──────── ENTRIES SUPPLIED ────────

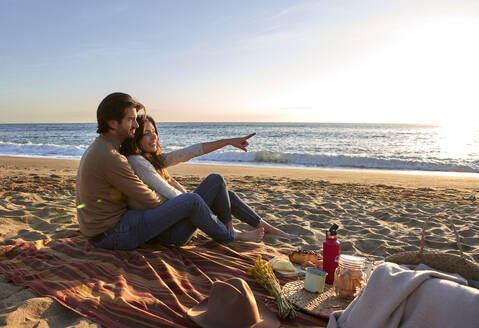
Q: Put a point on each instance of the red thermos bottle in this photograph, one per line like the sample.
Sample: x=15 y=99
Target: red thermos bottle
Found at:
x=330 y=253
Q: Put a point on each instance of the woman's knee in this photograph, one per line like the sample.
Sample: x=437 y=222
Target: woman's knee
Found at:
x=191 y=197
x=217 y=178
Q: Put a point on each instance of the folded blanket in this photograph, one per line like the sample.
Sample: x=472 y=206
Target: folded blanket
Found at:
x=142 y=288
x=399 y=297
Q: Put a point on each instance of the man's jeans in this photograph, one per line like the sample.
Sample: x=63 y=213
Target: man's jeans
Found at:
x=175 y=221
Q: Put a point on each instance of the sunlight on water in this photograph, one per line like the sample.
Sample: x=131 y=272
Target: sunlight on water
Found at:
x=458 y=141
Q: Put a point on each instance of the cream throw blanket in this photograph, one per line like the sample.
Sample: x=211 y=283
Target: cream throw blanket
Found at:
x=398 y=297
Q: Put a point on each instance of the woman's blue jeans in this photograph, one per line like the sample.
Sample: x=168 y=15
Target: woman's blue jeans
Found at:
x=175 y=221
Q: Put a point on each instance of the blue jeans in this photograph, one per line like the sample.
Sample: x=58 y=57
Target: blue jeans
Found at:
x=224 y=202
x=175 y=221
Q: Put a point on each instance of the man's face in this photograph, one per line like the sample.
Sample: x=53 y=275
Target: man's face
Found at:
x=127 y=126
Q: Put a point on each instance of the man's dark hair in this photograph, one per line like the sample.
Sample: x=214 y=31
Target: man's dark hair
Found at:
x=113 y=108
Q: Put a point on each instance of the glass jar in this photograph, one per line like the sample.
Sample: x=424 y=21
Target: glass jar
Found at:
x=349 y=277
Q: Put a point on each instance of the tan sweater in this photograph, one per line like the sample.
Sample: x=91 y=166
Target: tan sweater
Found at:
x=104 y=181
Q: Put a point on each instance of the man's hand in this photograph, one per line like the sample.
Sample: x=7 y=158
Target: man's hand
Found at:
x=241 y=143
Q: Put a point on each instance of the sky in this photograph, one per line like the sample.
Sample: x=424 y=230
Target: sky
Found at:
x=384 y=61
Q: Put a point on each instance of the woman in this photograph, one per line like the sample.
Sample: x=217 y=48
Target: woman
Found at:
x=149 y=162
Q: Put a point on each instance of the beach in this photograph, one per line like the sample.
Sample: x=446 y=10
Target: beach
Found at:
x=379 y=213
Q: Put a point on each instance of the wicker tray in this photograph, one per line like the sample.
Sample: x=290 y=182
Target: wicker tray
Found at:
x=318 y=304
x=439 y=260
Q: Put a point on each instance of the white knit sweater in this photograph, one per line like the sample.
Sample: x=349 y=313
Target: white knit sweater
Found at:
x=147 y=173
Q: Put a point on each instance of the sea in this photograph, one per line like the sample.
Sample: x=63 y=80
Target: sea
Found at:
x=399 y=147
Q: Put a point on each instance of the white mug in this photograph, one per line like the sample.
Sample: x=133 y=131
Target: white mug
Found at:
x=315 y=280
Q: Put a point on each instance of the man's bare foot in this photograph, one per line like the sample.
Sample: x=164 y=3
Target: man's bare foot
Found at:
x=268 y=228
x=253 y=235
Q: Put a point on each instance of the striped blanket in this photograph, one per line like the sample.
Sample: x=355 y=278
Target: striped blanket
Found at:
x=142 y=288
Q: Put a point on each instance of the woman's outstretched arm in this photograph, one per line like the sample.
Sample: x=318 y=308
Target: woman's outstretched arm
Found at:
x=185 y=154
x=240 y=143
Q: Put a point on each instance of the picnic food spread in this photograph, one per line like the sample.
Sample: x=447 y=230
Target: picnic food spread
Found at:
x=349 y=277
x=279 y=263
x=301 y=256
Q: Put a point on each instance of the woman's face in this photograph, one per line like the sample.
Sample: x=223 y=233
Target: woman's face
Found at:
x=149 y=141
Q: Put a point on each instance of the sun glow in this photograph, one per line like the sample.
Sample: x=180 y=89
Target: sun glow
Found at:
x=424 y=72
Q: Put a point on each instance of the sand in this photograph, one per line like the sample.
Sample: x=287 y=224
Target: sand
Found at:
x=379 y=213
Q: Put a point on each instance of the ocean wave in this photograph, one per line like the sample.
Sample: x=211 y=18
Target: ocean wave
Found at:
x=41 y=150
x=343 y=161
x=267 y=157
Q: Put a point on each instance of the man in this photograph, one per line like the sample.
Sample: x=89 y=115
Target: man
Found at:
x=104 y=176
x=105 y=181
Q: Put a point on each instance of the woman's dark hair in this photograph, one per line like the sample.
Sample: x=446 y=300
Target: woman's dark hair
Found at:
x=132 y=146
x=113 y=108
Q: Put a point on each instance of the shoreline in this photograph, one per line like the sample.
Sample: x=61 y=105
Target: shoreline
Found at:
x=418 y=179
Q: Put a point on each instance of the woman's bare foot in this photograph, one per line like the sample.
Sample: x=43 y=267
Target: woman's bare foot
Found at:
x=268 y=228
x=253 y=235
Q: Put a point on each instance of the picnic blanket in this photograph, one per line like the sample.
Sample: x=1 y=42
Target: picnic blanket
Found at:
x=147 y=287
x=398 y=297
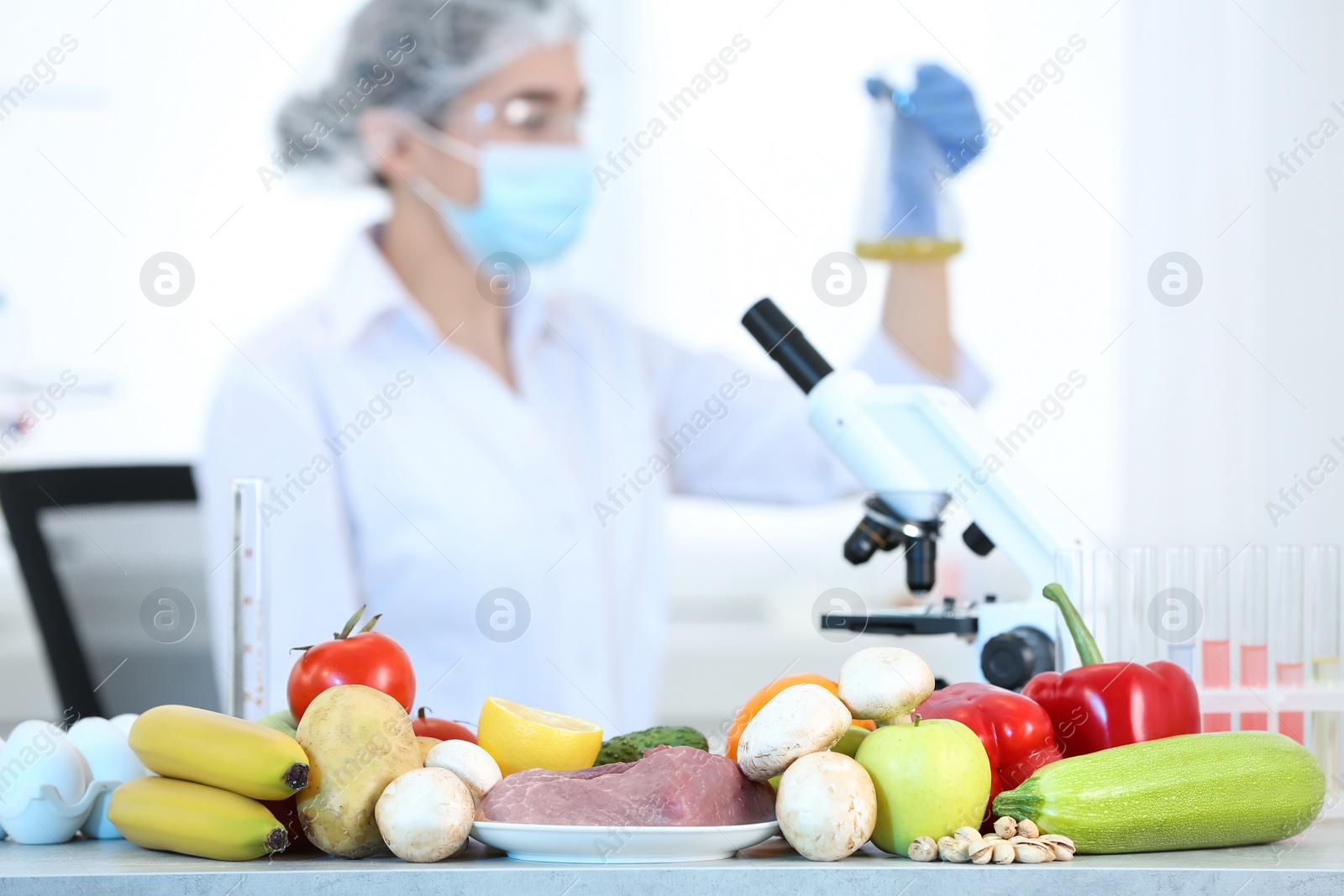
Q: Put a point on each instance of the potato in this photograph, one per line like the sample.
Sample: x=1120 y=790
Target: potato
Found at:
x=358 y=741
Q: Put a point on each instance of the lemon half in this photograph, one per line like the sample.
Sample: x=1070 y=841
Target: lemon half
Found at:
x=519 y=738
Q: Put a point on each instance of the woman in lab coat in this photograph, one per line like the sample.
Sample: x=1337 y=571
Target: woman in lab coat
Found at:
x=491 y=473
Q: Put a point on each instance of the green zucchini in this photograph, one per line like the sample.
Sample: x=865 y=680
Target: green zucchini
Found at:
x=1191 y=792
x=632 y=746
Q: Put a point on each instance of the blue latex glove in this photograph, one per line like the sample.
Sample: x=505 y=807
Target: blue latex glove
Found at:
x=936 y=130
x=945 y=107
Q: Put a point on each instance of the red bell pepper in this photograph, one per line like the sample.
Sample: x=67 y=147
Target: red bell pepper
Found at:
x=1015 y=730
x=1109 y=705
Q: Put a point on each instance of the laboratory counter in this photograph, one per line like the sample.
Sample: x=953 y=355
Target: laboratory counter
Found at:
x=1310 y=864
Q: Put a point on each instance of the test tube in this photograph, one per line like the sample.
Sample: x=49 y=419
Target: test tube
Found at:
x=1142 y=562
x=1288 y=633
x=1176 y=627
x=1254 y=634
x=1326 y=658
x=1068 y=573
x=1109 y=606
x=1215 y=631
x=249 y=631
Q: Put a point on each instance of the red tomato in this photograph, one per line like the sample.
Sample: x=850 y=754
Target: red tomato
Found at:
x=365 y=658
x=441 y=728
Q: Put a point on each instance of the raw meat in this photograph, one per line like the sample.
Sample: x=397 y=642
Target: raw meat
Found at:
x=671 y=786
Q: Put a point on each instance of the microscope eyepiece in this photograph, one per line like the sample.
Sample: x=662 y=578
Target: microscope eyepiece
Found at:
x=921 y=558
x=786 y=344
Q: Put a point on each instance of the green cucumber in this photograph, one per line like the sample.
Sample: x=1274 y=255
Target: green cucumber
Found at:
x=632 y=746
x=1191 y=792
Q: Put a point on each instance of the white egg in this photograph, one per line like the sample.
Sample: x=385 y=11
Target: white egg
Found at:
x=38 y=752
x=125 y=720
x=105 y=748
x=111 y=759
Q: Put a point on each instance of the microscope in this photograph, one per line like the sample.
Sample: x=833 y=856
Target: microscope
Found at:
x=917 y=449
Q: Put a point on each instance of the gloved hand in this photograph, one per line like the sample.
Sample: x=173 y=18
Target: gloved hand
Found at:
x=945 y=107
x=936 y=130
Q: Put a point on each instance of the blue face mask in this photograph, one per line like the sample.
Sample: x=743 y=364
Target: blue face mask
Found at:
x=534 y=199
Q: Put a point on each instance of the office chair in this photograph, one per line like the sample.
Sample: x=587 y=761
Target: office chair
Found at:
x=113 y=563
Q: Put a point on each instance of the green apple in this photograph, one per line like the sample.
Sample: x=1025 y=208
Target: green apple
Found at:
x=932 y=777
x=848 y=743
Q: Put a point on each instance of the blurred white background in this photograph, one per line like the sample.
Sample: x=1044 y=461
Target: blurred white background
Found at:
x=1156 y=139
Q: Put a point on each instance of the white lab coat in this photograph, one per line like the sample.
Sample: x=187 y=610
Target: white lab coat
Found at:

────────

> YOUR GOAL:
Retype the portion of the data above that starts on the line with "Q: Put a point on each instance of the woman's blue" and finishes on the line with "Sample: x=214 y=31", including both of those lines.

> SOLUTION FOR THIS PROBLEM:
Q: Put a point on each instance of the woman's blue jeans in this photograph, one per line like the sample.
Sample: x=168 y=15
Target: woman's blue jeans
Found at:
x=175 y=221
Q: Put a point on each instance of the blue jeans in this photograph, one per line like the sample.
Sample: x=58 y=57
Target: blue jeans
Found at:
x=224 y=202
x=175 y=221
Q: Put a point on each instance of the man's face in this photograph, one per line like the sample.
Sample: x=53 y=275
Target: man's face
Found at:
x=127 y=126
Q: Put a point on each instance of the man's dark hair in this photograph, one per line like the sample.
Sample: x=214 y=31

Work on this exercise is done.